Then, create org.acme.sns.SnsSubscriptionConfirmation

package org.acme.sns.model;

import com.fasterxml.jackson.annotation.JsonProperty;

public class SnsSubscriptionConfirmation {

    @JsonProperty("Message")
    private String message;

    @JsonProperty("MessageId")
    private String messageId;

    @JsonProperty("Signature")
    private String signature;

    @JsonProperty("SignatureVersion")
    private String signatureVersion;

    @JsonProperty("SigningCertURL")
    private String signingCertUrl;

    @JsonProperty("SubscribeURL")
    private String subscribeUrl;

    @JsonProperty("Timestamp")
    private String timestamp;

    @JsonProperty("Token")
    private String token;

    @JsonProperty("TopicArn")
    private String topicArn;

    @JsonProperty("Type")
    private String type;

    public String getMessage() {
        return message;
    }

    public void setMessage(String message) {
        this.message = message;
    }

    public String getMessageId() {
        return messageId;
    }

    public void setMessageId(String messageId) {
        this.messageId = messageId;
    }

    public String getSignature() {
        return signature;
    }

    public void setSignature(String signature) {
        this.signature = signature;
    }

    public String getSignatureVersion() {
        return signatureVersion;
    }

    public void setSignatureVersion(String signatureVersion) {
        this.signatureVersion = signatureVersion;
    }

    public String getSigningCertUrl() {
        return signingCertUrl;
    }

    public void setSigningCertUrl(String signingCertUrl) {
        this.signingCertUrl = signingCertUrl;
    }

    public String getSubscribeUrl() {
        return subscribeUrl;
    }

    public void setSubscribeUrl(String subscribeUrl) {
        this.subscribeUrl = subscribeUrl;
    }

    public String getTimestamp() {
        return timestamp;
    }

    public void setTimestamp(String timestamp) {
        this.timestamp = timestamp;
    }

    public String getToken() {
        return token;
    }

    public void setToken(String token) {
        this.token = token;
    }

    public String getTopicArn() {
        return topicArn;
    }

    public void setTopicArn(String topicArn) {
        this.topicArn = topicArn;
    }

    public String getType() {
        return type;
    }

    public void setType(String type) {
        this.type = type;
    }
}

Now, create org.acme.QuarksShieldSyncResource REST resources that: - Allows to subscribe itself to our SNS topic - Unsubscribe from the SNS topic - Receive notifications from the subscribed SNS topic

Keep in mind that AWS SNS supports multiple types of subscribers (that is web servers, email addresses, AWS SQS queues, AWS Lambda functions, and many more), but for the sake of the quickstart we will show how to subscribe an HTTP endpoint served by our application.

Provided information —
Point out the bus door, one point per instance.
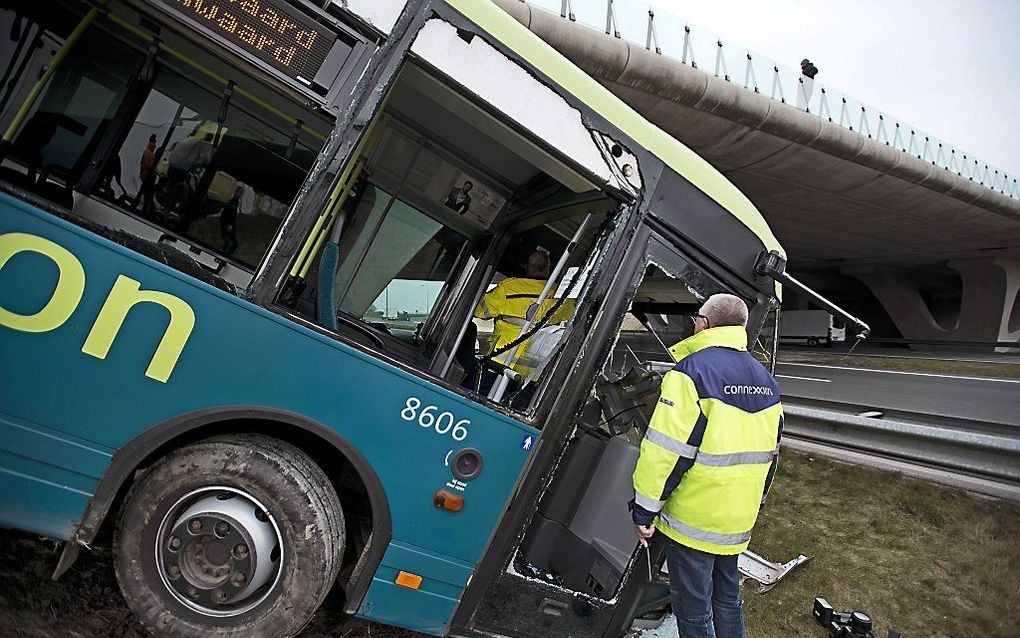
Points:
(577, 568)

---

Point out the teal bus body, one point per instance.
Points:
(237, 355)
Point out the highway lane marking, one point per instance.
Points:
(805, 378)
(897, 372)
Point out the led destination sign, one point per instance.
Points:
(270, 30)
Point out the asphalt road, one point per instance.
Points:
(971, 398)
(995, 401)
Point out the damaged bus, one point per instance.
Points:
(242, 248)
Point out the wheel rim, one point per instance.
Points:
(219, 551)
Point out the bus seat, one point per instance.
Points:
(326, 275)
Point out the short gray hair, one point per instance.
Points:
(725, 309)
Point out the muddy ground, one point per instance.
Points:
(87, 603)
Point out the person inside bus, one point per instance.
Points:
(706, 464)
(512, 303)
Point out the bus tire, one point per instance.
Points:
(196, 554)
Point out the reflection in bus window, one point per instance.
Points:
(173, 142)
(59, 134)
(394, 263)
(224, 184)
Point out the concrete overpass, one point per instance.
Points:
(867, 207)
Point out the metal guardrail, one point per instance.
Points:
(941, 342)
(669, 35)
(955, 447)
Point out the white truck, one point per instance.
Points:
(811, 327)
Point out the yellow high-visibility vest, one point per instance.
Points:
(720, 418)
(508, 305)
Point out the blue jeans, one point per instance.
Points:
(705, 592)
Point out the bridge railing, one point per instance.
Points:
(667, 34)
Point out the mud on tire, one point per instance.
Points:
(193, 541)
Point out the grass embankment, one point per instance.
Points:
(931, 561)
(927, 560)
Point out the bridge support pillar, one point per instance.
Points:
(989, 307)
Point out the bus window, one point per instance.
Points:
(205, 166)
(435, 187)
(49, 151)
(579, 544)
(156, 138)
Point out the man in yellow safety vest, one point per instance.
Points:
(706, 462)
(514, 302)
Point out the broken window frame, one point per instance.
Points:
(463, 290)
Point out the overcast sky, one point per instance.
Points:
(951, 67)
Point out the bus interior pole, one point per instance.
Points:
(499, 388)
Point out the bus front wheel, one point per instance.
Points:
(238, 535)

---

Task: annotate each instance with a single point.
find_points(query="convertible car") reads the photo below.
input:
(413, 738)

Parts of the exercise —
• a. In the SNS quickstart passage, what type of subscriber will the quickstart show how to subscribe?
• b. How many lines of the listing contain the word "yellow"? Give only the number.
The SNS passage and the listing have no connection to each other.

Task-by-task outputs —
• a. An HTTP endpoint served by the application.

• b. 2